The one problem is with deposit beverage containers, plastic or glass, that
have those plastic wrap labels. The proof of deposit is on the label, so you
can't remove it or the recycler won't accept it. So now plastic is added into
the glass recycling stream, or 2 different plastics are mixed in the plastic
recycling stream.

I think packaging should be regulated. No mixed materials, printed not glued
label, or only glue that can be removed. Plastic number stamped on every piece
of plastic produced anywhere in the world. Mandate use of recyclable
paperboard packaging instead of plastic wrap. No fake bio-degradable
packaging. No embedded electronics or batteries.

Also education: everyone is responsible for their trash. Strip out the
recyclables, keep them clean, minimize other trash. In the example of the
singing birthday cards, it should be trivial to tear or cut out the
electronics and put the paper card into the recycling.

If we had sensible regulations and responsible consumers, then with only a bit
of effort, we could have valuable clean recycling streams and minimal
landfill.

------
twomoretime
Are properly lined landfills really that much worse than the trouble and
expense of recycling? Especially with clean landfill technology?

I think people tend to underestimate the cost and inconvenience of proper
recycling. The value regenerated is so low that, personally, I'm ok with
sacrificing a couple plots of land to be later reclaimed and turned into
parks/preserves.

Edit: downvotes are not intended to signal disagreement. Recycling is not free
and I am just looking for a reasonable cost/benefit analysis. Zero
environmental footprint is not practical. There is a happy medium somewhere.

* [Extracted data]

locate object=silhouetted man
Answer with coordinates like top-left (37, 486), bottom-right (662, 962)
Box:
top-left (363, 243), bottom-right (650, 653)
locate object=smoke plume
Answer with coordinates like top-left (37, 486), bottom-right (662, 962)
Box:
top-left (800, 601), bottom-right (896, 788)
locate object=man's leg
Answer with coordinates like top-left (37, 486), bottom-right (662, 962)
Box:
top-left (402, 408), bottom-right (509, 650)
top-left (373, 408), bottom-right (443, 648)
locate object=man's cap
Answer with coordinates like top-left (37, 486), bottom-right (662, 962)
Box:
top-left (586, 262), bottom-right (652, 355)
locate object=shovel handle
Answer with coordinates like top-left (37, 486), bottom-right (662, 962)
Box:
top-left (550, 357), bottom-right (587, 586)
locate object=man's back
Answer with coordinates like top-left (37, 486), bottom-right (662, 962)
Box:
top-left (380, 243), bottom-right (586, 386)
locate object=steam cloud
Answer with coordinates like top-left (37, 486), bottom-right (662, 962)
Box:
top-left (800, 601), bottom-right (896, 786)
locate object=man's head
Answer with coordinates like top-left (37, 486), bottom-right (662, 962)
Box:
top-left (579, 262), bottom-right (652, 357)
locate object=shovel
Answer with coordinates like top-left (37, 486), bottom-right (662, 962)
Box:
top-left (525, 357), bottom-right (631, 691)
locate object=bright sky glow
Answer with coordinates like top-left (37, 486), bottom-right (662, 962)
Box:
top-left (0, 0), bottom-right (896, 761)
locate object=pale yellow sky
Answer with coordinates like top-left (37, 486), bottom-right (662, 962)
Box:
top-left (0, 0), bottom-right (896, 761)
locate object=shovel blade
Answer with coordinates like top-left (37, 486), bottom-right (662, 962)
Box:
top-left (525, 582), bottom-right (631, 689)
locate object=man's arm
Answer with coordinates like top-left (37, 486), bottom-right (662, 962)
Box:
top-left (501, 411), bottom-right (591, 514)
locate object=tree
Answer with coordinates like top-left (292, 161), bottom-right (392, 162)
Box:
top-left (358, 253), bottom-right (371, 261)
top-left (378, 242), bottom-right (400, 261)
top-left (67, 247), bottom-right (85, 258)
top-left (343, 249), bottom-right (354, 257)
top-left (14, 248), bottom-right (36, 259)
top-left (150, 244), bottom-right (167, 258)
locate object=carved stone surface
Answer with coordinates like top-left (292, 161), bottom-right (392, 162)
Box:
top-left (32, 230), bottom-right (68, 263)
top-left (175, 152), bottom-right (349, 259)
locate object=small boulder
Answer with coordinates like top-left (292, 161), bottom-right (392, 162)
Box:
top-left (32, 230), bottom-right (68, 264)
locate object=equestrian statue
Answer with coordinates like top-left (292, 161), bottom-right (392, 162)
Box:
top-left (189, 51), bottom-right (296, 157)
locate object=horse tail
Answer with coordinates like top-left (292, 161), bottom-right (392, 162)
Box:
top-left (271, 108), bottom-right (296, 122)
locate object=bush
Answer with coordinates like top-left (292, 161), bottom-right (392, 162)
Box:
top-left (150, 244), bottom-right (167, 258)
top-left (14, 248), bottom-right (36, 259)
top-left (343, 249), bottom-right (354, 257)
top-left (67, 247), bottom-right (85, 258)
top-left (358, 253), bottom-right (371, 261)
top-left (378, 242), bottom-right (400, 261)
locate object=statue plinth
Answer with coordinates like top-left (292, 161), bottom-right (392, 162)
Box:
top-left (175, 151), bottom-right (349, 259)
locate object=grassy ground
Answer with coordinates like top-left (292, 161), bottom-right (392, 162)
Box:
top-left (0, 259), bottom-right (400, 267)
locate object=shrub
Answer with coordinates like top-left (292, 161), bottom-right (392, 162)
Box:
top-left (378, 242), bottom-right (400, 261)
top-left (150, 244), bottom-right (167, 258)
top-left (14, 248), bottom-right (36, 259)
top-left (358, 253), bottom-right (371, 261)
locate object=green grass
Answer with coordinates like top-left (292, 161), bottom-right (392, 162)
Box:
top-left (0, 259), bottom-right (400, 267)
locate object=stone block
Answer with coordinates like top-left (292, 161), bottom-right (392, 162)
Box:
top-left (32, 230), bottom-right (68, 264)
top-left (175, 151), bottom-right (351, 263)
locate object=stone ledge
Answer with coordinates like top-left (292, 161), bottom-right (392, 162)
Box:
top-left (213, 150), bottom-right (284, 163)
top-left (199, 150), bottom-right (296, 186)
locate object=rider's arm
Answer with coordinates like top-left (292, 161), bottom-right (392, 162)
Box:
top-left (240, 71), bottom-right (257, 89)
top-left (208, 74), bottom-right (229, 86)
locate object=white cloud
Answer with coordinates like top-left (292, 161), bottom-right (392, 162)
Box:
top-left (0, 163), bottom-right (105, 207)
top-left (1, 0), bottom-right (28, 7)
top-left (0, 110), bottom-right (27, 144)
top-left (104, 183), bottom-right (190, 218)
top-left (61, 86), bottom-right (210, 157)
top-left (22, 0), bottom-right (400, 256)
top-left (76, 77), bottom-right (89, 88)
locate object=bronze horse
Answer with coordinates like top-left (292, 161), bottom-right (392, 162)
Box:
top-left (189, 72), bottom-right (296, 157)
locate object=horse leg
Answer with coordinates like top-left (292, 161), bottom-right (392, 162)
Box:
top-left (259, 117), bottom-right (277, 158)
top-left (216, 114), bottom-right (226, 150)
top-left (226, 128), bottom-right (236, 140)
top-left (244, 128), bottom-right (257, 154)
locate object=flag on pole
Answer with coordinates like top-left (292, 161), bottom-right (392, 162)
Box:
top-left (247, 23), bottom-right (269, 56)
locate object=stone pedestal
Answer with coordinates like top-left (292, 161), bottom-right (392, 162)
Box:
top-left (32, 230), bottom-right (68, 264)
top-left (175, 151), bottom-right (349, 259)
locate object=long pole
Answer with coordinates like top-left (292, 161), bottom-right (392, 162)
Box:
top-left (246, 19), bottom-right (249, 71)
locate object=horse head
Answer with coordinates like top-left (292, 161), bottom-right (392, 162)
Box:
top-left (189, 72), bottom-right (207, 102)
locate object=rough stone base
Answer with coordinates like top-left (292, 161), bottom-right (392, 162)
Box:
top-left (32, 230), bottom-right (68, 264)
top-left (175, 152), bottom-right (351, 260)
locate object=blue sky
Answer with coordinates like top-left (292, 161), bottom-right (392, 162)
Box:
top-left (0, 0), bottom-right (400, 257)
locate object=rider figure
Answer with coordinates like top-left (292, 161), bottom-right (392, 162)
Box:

* [Work task] Extend the recycling thread past its final sentence, keeping the same back-and-forth style. The rows come from a different source than the recycling thread.

* [Exercise response]
------
pedalpete
> mix their own cleaners

Links to a page with ingredients of vinegar & isopropyl alcohol, both of which
come in plastic containers.

I've been trying to find bath soap that comes in a non-plastic container, but
no luck.

I just found this link about creating liquid soap from a bar, so I may give
that a shot! [https://clark.com/family-lifestyle/make-liquid-hand-soap-
bar...](https://clark.com/family-lifestyle/make-liquid-hand-soap-bar-scraps/)

------
LatteLazy
We have chosen as a species to destroy the planet. We know we're doing it. We
could stop. We won't. So why keep making a fuss? Enjoy it! You're the last
people to see a real sea turtle or a rainforest or a glacier.

It's not nice but it's true.

------
ars
> plastic pouches .... are apt to end up in the ocean

Say what now? No they are not apt to end up in the ocean. Where do they get
that idea from?

Plastic in the ocean is two things: fishing gear, and household garbage in
certain Asian and Oriental countries.

> The program allows consumers to mail in their razors to be recycled.

Now why would they do this, sigh. Mailing them is going to consume more
resources than just throwing them away.